(TEXTO ORIGINAL):
——

En un rincón de la casa, Ana Fuentes guardaba carpetas con las historias clínicas de cada miembro de su familia. Como una forma de llevar un registro, ella misma había elaborado ese archivo de dolores físicos de sus tres hijos, su esposo, su padre y sus seis hermanos. Cuando era necesario, se encargaba de acompañarlos a los análisis y supervisar que tomaran las medicinas. Aunque estuviera lejos del hospital donde laboraba, Ana nunca dejaba de ejercer su oficio: era como una enfermera a tiempo completo que jamás parecía agotada.
Pero en casa también se convertía en una afectuosa policía del orden. Cada vez que llegaba del trabajo, se dedicaba a supervisar que todo estuviera en su sitio. Era su forma de entretenerse: organizar con detalle los objetos revueltos. A veces se la veía inspeccionando silenciosamente los ambientes para recoger prendas, papeles o algún zapato desperdigado, y luego los devolvía a su lugar. Por las noches, como si fuera un ritual antes de dormir, recorría los cuartos de sus hijos no solo para darles las buenas noches o contemplarlos, sino también para revisar que no hubiera nada fuera de lugar.
En el mismo rincón donde almacenaba las historias clínicas, Ana había reunido una serie de cofres en donde guardaba las cosas que recogía del suelo: botones, pulseras, lapiceros, cintas, mostacillos, tajadores, aretes, etc. Ella misma elaboró muchas de estas cajitas con palos de chupetes y luego las decoró con blondas y flores de tela. En el fondo, eran como una suerte de baúles en miniatura de los objetos perdidos. Cosas aparentemente innecesarias que Ana sabía en qué momento darles una vida nueva. Si alguno de sus hijos deseaba algo, ella solo decía: «¿Qué necesitas? Yo te lo traigo» Y entonces iba hacia el rincón de los cofres, buscaba el objeto y se lo alcanzaba. Hoy esas cosas perdidas se han convertido en un relato mudo de la vida ordenada de Ana.

——

Fragmentos del conjunto de datos

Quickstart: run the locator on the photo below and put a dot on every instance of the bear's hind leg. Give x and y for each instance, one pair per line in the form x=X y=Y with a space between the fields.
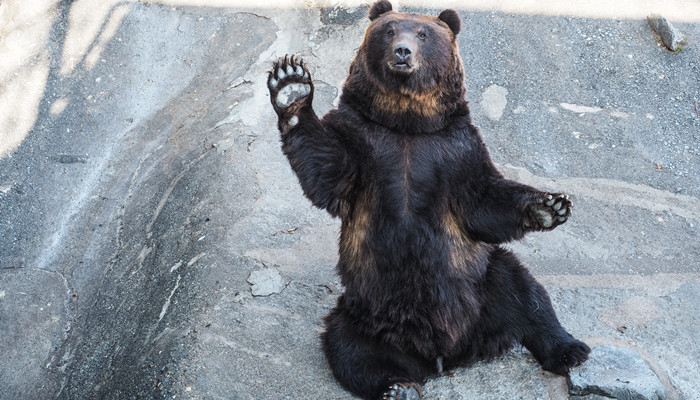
x=369 y=369
x=520 y=305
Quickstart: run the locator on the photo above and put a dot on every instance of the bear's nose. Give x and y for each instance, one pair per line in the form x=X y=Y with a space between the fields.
x=403 y=52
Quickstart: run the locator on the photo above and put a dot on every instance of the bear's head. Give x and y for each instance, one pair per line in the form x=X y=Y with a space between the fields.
x=407 y=73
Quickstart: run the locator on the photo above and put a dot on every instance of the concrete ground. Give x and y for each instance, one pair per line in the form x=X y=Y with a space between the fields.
x=141 y=182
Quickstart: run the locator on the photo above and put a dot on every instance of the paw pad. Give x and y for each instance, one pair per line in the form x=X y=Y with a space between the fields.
x=401 y=392
x=288 y=82
x=550 y=212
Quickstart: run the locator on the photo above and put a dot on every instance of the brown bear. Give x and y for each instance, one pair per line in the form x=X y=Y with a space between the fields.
x=423 y=211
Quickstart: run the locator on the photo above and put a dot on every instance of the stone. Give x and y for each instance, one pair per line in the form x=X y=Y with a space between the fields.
x=266 y=281
x=494 y=101
x=673 y=38
x=617 y=373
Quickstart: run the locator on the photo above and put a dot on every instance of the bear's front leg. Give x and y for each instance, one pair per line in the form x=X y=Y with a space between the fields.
x=548 y=212
x=291 y=90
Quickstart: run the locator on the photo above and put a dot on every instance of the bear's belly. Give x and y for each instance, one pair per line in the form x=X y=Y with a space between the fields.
x=413 y=297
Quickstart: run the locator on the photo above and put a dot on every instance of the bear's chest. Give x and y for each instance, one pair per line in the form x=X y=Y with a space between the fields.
x=411 y=174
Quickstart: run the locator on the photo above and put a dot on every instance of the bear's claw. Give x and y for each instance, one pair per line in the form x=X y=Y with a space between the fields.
x=550 y=212
x=401 y=391
x=289 y=81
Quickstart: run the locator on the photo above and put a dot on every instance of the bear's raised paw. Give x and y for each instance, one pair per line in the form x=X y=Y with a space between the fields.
x=289 y=83
x=550 y=212
x=400 y=391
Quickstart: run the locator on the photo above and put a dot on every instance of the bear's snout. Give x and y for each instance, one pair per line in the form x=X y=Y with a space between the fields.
x=403 y=53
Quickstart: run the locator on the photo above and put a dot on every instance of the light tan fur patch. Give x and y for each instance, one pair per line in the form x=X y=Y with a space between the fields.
x=424 y=104
x=353 y=237
x=465 y=253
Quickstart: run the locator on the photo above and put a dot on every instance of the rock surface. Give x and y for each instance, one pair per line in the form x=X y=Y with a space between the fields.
x=617 y=373
x=265 y=282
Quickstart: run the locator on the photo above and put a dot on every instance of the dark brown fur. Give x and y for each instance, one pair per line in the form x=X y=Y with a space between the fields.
x=423 y=210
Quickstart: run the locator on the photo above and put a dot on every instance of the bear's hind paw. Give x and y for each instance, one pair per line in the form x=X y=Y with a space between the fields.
x=402 y=391
x=567 y=356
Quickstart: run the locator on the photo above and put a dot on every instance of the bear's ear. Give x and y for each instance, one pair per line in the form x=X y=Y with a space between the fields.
x=452 y=19
x=379 y=8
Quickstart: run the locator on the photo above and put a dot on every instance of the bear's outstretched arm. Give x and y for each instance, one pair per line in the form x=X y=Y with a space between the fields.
x=315 y=152
x=506 y=210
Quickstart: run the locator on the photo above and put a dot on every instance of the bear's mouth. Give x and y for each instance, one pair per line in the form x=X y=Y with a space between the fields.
x=401 y=67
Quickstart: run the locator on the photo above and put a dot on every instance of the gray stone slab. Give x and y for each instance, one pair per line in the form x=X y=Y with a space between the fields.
x=672 y=38
x=617 y=373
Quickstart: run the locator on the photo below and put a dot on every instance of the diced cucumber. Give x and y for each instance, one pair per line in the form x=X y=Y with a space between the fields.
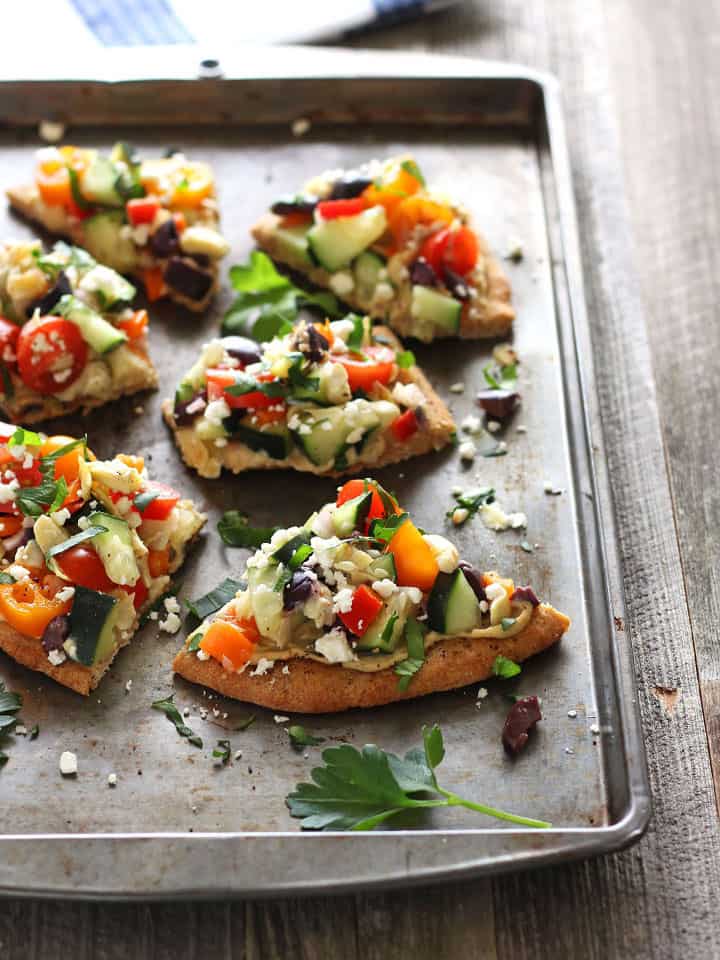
x=435 y=310
x=115 y=549
x=92 y=626
x=293 y=244
x=452 y=605
x=105 y=240
x=352 y=514
x=98 y=183
x=101 y=335
x=366 y=269
x=335 y=243
x=107 y=285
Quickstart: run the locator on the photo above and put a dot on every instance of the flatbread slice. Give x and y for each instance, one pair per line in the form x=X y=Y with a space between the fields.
x=88 y=546
x=359 y=608
x=69 y=339
x=392 y=248
x=155 y=219
x=331 y=399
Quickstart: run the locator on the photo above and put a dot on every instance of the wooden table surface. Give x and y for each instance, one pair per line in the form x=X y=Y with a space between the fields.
x=643 y=120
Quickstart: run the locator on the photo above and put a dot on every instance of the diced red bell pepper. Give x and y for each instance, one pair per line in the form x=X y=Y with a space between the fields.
x=366 y=606
x=331 y=209
x=142 y=210
x=405 y=426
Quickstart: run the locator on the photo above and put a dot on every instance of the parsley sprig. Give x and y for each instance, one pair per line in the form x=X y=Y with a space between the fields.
x=362 y=789
x=268 y=303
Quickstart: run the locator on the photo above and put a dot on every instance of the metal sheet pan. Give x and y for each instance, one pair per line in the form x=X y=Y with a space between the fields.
x=175 y=825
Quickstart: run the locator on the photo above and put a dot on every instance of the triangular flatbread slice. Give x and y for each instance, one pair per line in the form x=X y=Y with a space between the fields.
x=88 y=546
x=155 y=219
x=69 y=339
x=359 y=608
x=333 y=398
x=390 y=247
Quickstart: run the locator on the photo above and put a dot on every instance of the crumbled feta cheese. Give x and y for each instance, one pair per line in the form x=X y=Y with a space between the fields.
x=467 y=450
x=68 y=764
x=334 y=646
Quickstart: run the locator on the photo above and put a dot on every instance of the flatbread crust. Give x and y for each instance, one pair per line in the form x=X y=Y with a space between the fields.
x=312 y=687
x=493 y=315
x=434 y=434
x=83 y=680
x=26 y=201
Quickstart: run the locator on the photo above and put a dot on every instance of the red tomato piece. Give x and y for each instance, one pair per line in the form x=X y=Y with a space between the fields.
x=161 y=507
x=142 y=210
x=332 y=209
x=51 y=354
x=405 y=426
x=83 y=566
x=366 y=605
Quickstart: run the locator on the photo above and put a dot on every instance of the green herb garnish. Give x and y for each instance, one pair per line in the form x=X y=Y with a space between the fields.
x=173 y=714
x=360 y=790
x=235 y=531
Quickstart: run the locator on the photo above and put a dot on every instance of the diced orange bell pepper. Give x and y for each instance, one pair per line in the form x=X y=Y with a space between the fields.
x=415 y=562
x=227 y=643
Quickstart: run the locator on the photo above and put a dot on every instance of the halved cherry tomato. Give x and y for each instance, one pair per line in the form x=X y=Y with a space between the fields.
x=159 y=562
x=142 y=210
x=135 y=326
x=366 y=605
x=405 y=426
x=415 y=562
x=68 y=465
x=332 y=209
x=363 y=373
x=228 y=643
x=9 y=526
x=9 y=333
x=161 y=507
x=51 y=354
x=154 y=283
x=29 y=607
x=82 y=565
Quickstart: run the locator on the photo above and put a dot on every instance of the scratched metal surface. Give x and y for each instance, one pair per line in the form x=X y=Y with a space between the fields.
x=167 y=786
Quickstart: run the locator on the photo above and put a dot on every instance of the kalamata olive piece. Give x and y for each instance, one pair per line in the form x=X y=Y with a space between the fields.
x=46 y=303
x=165 y=241
x=286 y=205
x=187 y=278
x=56 y=633
x=298 y=589
x=187 y=411
x=244 y=349
x=457 y=286
x=526 y=593
x=473 y=577
x=499 y=404
x=523 y=716
x=348 y=188
x=422 y=273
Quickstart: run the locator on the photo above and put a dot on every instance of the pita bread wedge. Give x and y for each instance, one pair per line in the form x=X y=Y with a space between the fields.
x=330 y=399
x=104 y=542
x=390 y=247
x=155 y=219
x=358 y=608
x=69 y=339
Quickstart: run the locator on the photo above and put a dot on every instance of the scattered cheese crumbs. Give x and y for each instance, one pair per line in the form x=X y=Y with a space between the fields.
x=467 y=450
x=68 y=764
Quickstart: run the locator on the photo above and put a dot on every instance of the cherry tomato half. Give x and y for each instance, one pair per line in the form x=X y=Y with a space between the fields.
x=51 y=354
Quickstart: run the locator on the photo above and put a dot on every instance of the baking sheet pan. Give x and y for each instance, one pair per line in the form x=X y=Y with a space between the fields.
x=176 y=825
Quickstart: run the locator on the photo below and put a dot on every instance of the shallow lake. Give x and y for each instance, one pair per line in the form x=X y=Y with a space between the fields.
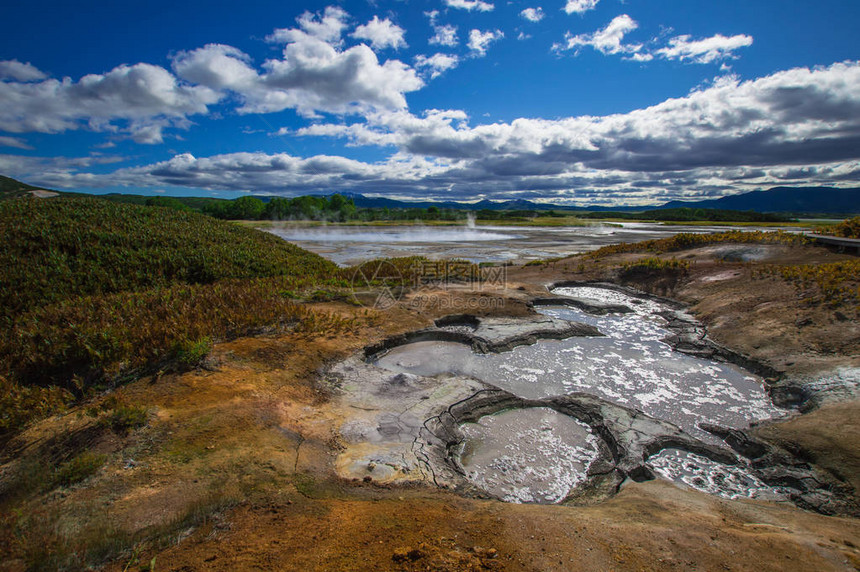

——

(TAREAS POR HACER):
a) Devuelve, copiado tal cual del texto sobre Ana Fuentes, el fragmento entre "Pero en casa" y "fuera de lugar.", ambos incluidos.
b) Según el texto sobre Ana Fuentes, ¿son ciertas estas afirmaciones? (i) Ana guardaba carpetas con las historias clínicas de su familia. (ii) Ana compró las cajitas donde guardaba los objetos recogidos. (iii) Ana tenía cuatro hermanos. Responde sí o no a cada una y cita las palabras exactas del texto que lo deciden.
Los registros son material aparte, sin relación con el texto sobre Ana Fuentes.

(RESPUESTAS):
a)
Pero en casa también se convertía en una afectuosa policía del orden. Cada vez que llegaba del trabajo, se dedicaba a supervisar que todo estuviera en su sitio. Era su forma de entretenerse: organizar con detalle los objetos revueltos. A veces se la veía inspeccionando silenciosamente los ambientes para recoger prendas, papeles o algún zapato desperdigado, y luego los devolvía a su lugar. Por las noches, como si fuera un ritual antes de dormir, recorría los cuartos de sus hijos no solo para darles las buenas noches o contemplarlos, sino también para revisar que no hubiera nada fuera de lugar.

b)
(i) Sí: «Ana Fuentes guardaba carpetas con las historias clínicas de cada miembro de su familia».
(ii) No: «Ella misma elaboró muchas de estas cajitas con palos de chupetes».
(iii) No: «sus seis hermanos».